__DIRECTIONS FOR THIS TASK__
Go to the line holding "420L157 429L154 433L146" in the entries below and write out exactly every line down to and including the line holding "positive clicks: (171, 416)".

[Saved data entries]
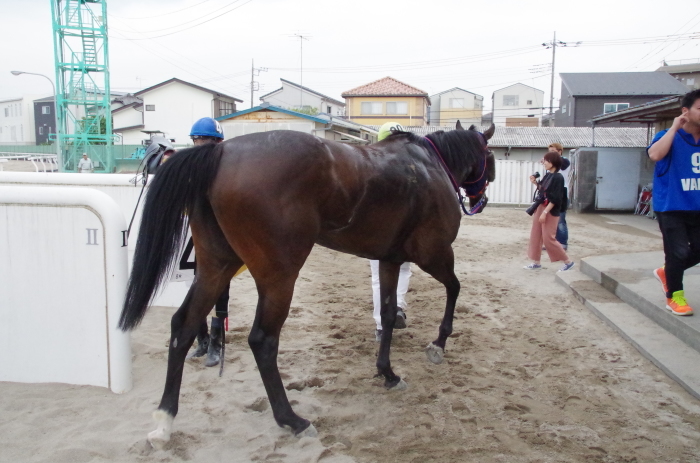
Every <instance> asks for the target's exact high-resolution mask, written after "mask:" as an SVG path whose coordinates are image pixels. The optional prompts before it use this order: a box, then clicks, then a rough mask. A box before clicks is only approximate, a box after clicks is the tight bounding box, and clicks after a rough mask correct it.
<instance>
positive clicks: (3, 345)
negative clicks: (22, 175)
mask: <svg viewBox="0 0 700 463" xmlns="http://www.w3.org/2000/svg"><path fill="white" fill-rule="evenodd" d="M124 228H125V221H124V216H123V215H122V213H121V211H120V209H119V207H118V206H117V204H116V203H115V202H114V201H113V200H112V199H111V198H109V197H108V196H107V195H106V194H104V193H101V192H99V191H96V190H91V189H79V188H67V187H58V188H57V187H31V186H0V256H2V259H0V381H14V382H23V383H44V382H60V383H68V384H89V385H94V386H102V387H109V388H110V389H111V390H112V391H114V392H116V393H123V392H127V391H128V390H130V389H131V346H130V342H129V334H128V333H124V332H122V331H121V330H119V329H118V328H117V321H118V319H119V313H120V310H121V305H122V302H123V300H124V294H125V291H126V282H127V271H128V269H127V250H126V246H124V245H123V244H124V243H123V240H122V231H123V230H124Z"/></svg>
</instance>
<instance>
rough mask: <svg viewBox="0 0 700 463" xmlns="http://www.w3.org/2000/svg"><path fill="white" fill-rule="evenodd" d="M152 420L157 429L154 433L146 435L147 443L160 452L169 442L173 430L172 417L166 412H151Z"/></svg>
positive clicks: (171, 416)
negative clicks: (156, 424)
mask: <svg viewBox="0 0 700 463" xmlns="http://www.w3.org/2000/svg"><path fill="white" fill-rule="evenodd" d="M153 419H154V420H155V422H156V424H157V425H158V427H157V428H156V430H155V431H151V432H149V433H148V442H150V443H151V445H152V446H153V448H154V449H156V450H162V449H163V447H164V446H165V444H167V443H168V441H169V440H170V433H171V432H172V430H173V419H174V418H173V417H172V416H170V414H169V413H168V412H165V411H163V410H156V411H154V412H153Z"/></svg>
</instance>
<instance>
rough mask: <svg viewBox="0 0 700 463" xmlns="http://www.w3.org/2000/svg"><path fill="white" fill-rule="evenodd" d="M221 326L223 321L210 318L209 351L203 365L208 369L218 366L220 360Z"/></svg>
mask: <svg viewBox="0 0 700 463" xmlns="http://www.w3.org/2000/svg"><path fill="white" fill-rule="evenodd" d="M223 326H224V321H223V320H222V319H221V318H218V317H212V319H211V332H210V335H209V349H208V350H207V361H206V363H205V365H206V366H208V367H213V366H216V365H218V364H219V361H220V359H221V343H222V342H223V339H222V336H223V331H224V330H223Z"/></svg>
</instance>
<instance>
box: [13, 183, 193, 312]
mask: <svg viewBox="0 0 700 463" xmlns="http://www.w3.org/2000/svg"><path fill="white" fill-rule="evenodd" d="M134 176H135V175H134V174H75V173H62V174H58V173H34V172H0V185H35V186H43V187H49V186H55V187H79V188H91V189H93V190H98V191H101V192H103V193H105V194H107V195H108V196H109V197H110V198H112V199H113V200H114V201H115V202H116V203H117V205H118V206H119V209H120V210H121V212H122V213H123V215H124V220H125V221H126V226H125V227H124V230H126V228H127V227H128V226H129V221H130V220H131V216H132V214H133V213H134V208H135V207H136V203H137V201H138V198H139V194H140V193H141V187H142V185H141V182H138V184H137V185H136V186H134V184H133V183H131V182H130V180H132V179H133V178H134ZM151 178H153V177H149V180H150V179H151ZM143 195H144V196H145V195H146V193H145V192H144V194H143ZM143 201H144V198H143V197H142V198H141V203H140V204H139V209H138V211H137V212H136V216H135V217H134V224H133V225H132V227H131V233H130V234H129V240H128V250H129V268H131V262H132V257H133V255H134V248H135V246H136V238H137V237H138V233H139V226H140V224H141V211H142V208H143ZM188 289H189V286H188V284H187V283H185V282H171V283H170V284H168V286H167V287H166V288H165V289H164V290H163V291H162V292H161V293H160V294H159V296H158V298H157V299H156V300H155V301H154V303H153V305H157V306H165V307H180V304H182V301H183V300H184V299H185V295H186V294H187V291H188Z"/></svg>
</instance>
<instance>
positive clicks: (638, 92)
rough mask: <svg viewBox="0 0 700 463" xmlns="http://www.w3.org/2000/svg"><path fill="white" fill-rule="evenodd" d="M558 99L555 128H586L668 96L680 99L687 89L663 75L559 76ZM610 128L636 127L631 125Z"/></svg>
mask: <svg viewBox="0 0 700 463" xmlns="http://www.w3.org/2000/svg"><path fill="white" fill-rule="evenodd" d="M559 76H560V77H561V97H560V99H559V109H558V110H557V112H556V114H555V118H554V120H555V124H556V125H557V126H558V127H590V126H591V119H592V118H593V117H595V116H599V115H601V114H608V113H613V112H616V111H621V110H623V109H627V108H629V107H630V106H638V105H641V104H644V103H648V102H651V101H655V100H658V99H661V98H666V97H669V96H675V95H683V94H685V93H687V92H688V90H689V89H688V87H686V86H685V85H683V84H682V83H681V82H679V81H678V80H676V79H675V78H674V77H673V76H671V75H670V74H668V73H666V72H660V71H652V72H581V73H561V74H559ZM611 124H612V125H614V126H618V127H620V126H622V127H639V126H641V125H645V124H644V123H640V122H633V121H626V122H623V121H619V120H618V121H614V122H611Z"/></svg>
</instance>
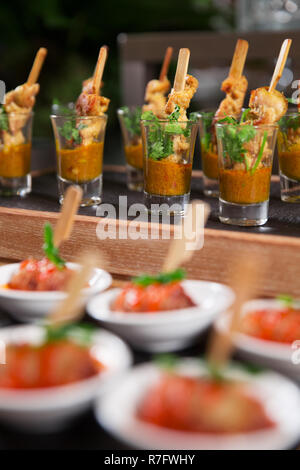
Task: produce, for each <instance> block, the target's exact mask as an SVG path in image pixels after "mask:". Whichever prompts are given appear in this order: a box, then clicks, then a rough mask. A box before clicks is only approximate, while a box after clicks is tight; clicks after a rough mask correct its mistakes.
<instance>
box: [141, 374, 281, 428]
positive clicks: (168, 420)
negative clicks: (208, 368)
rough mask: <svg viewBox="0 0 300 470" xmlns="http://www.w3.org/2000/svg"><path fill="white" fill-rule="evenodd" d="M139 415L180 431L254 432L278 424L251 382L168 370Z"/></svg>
mask: <svg viewBox="0 0 300 470" xmlns="http://www.w3.org/2000/svg"><path fill="white" fill-rule="evenodd" d="M137 417H138V419H140V420H141V421H143V422H146V423H149V424H152V425H155V426H159V427H162V428H167V429H172V430H176V431H184V432H190V433H201V434H221V435H222V434H226V435H229V434H237V433H251V432H253V431H262V430H267V429H271V428H272V427H274V426H275V424H274V423H273V422H272V420H271V419H270V418H269V417H268V416H267V413H266V411H265V409H264V406H263V405H262V403H261V402H260V401H259V400H258V399H257V398H256V397H254V396H253V394H251V392H249V391H248V386H247V383H244V382H238V381H235V380H230V379H227V378H223V377H220V376H217V377H214V376H213V375H212V374H207V375H206V376H205V375H204V376H201V377H190V376H187V375H182V374H179V373H178V372H176V370H174V371H173V370H168V371H164V372H163V373H162V374H161V376H160V377H159V379H158V381H157V382H156V383H155V384H153V385H152V386H151V387H150V388H149V389H148V390H147V392H146V393H145V396H144V397H143V398H142V400H141V402H140V403H139V405H138V409H137Z"/></svg>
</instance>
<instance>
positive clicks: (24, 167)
mask: <svg viewBox="0 0 300 470" xmlns="http://www.w3.org/2000/svg"><path fill="white" fill-rule="evenodd" d="M46 55H47V49H45V48H40V49H39V51H38V53H37V55H36V58H35V61H34V64H33V66H32V69H31V72H30V74H29V76H28V80H27V82H26V83H24V84H23V85H19V86H18V87H17V88H15V89H14V90H11V91H9V92H8V93H6V95H5V100H4V104H3V105H1V108H0V144H1V146H0V177H2V178H23V177H25V176H26V175H28V174H29V172H30V161H31V128H32V109H33V107H34V105H35V99H36V95H37V94H38V92H39V89H40V86H39V84H38V83H36V82H37V79H38V76H39V73H40V71H41V68H42V65H43V62H44V60H45V57H46ZM22 184H23V185H24V184H25V186H26V183H25V182H23V183H22V182H20V187H19V188H18V184H17V183H16V185H15V186H16V194H18V191H22ZM3 189H4V188H3ZM23 189H24V191H23V193H24V194H25V193H26V192H29V191H30V187H28V188H26V187H24V188H23ZM26 189H27V190H26ZM7 190H9V188H7ZM20 194H21V192H20Z"/></svg>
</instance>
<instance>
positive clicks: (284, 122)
mask: <svg viewBox="0 0 300 470" xmlns="http://www.w3.org/2000/svg"><path fill="white" fill-rule="evenodd" d="M277 147H278V158H279V174H280V190H281V200H282V201H284V202H300V114H299V113H298V112H294V113H287V114H286V115H285V116H284V117H283V118H282V119H281V120H280V121H279V131H278V139H277Z"/></svg>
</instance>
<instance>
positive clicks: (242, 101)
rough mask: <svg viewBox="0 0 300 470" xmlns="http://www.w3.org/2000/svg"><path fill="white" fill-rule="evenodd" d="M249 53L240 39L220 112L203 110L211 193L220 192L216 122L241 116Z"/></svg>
mask: <svg viewBox="0 0 300 470" xmlns="http://www.w3.org/2000/svg"><path fill="white" fill-rule="evenodd" d="M247 52H248V42H247V41H245V40H243V39H238V41H237V44H236V48H235V52H234V55H233V59H232V64H231V68H230V71H229V76H228V77H227V78H226V79H225V80H224V81H223V83H222V86H221V90H222V91H224V92H225V93H226V97H225V98H224V99H223V100H222V101H221V103H220V105H219V108H218V109H217V111H216V113H213V112H201V113H200V137H201V157H202V170H203V173H204V176H205V177H206V178H207V179H208V180H214V181H215V183H214V182H213V181H211V182H209V181H206V180H205V178H204V185H205V188H204V192H205V193H207V195H209V196H216V195H217V194H218V181H217V180H218V149H217V139H216V133H215V132H216V131H215V123H216V122H218V121H219V120H220V119H223V118H225V117H226V116H231V117H234V118H236V119H238V118H239V117H240V115H241V112H242V107H243V104H244V99H245V95H246V92H247V88H248V82H247V79H246V77H245V76H244V75H243V69H244V65H245V61H246V56H247Z"/></svg>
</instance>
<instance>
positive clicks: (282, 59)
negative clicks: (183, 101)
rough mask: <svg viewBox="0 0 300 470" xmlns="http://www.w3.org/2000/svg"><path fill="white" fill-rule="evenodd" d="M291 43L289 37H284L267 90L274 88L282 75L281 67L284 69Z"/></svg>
mask: <svg viewBox="0 0 300 470" xmlns="http://www.w3.org/2000/svg"><path fill="white" fill-rule="evenodd" d="M291 44H292V40H291V39H285V40H284V41H283V43H282V46H281V49H280V53H279V56H278V59H277V63H276V66H275V69H274V73H273V77H272V80H271V83H270V86H269V92H271V91H273V90H275V88H276V86H277V83H278V82H279V80H280V77H281V75H282V72H283V69H284V66H285V63H286V60H287V57H288V54H289V50H290V47H291Z"/></svg>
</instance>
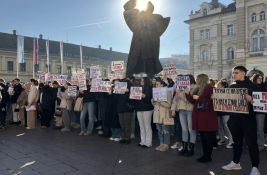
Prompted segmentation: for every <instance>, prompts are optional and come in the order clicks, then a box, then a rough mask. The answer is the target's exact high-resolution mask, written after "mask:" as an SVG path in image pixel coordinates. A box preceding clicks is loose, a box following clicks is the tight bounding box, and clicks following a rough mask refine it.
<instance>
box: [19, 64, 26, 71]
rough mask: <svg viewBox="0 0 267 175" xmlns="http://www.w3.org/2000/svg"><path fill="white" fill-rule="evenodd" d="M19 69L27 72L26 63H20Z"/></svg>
mask: <svg viewBox="0 0 267 175" xmlns="http://www.w3.org/2000/svg"><path fill="white" fill-rule="evenodd" d="M19 71H20V72H26V63H19Z"/></svg>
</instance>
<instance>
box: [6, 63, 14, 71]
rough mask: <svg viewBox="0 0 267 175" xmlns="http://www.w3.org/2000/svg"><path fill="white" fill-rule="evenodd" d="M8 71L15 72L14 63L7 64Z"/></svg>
mask: <svg viewBox="0 0 267 175" xmlns="http://www.w3.org/2000/svg"><path fill="white" fill-rule="evenodd" d="M7 71H14V62H13V61H8V62H7Z"/></svg>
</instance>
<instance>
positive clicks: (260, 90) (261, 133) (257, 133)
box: [251, 74, 266, 151]
mask: <svg viewBox="0 0 267 175" xmlns="http://www.w3.org/2000/svg"><path fill="white" fill-rule="evenodd" d="M251 79H252V82H253V83H254V84H255V86H256V88H257V90H256V91H254V92H266V89H265V87H264V85H263V77H262V76H261V75H260V74H254V75H253V76H252V77H251ZM264 121H265V113H262V112H256V122H257V135H258V139H257V140H258V147H259V151H263V150H264V143H265V138H264Z"/></svg>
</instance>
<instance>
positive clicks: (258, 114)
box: [256, 113, 265, 147]
mask: <svg viewBox="0 0 267 175" xmlns="http://www.w3.org/2000/svg"><path fill="white" fill-rule="evenodd" d="M256 121H257V139H258V145H259V147H264V143H265V138H264V121H265V114H261V113H257V114H256Z"/></svg>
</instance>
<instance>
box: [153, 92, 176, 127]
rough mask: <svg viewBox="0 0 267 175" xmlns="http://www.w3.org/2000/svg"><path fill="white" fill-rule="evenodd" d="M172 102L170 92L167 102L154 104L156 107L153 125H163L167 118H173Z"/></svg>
mask: <svg viewBox="0 0 267 175" xmlns="http://www.w3.org/2000/svg"><path fill="white" fill-rule="evenodd" d="M171 101H172V93H170V92H168V95H167V101H164V102H153V103H152V104H153V105H154V113H153V123H158V124H163V120H164V119H165V118H170V117H171V111H170V109H171Z"/></svg>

__RESULT__
rough mask: <svg viewBox="0 0 700 463" xmlns="http://www.w3.org/2000/svg"><path fill="white" fill-rule="evenodd" d="M152 420L157 429L154 433L146 435L147 443L160 452L169 442L173 430L172 417L166 412H151Z"/></svg>
positive clicks: (171, 416)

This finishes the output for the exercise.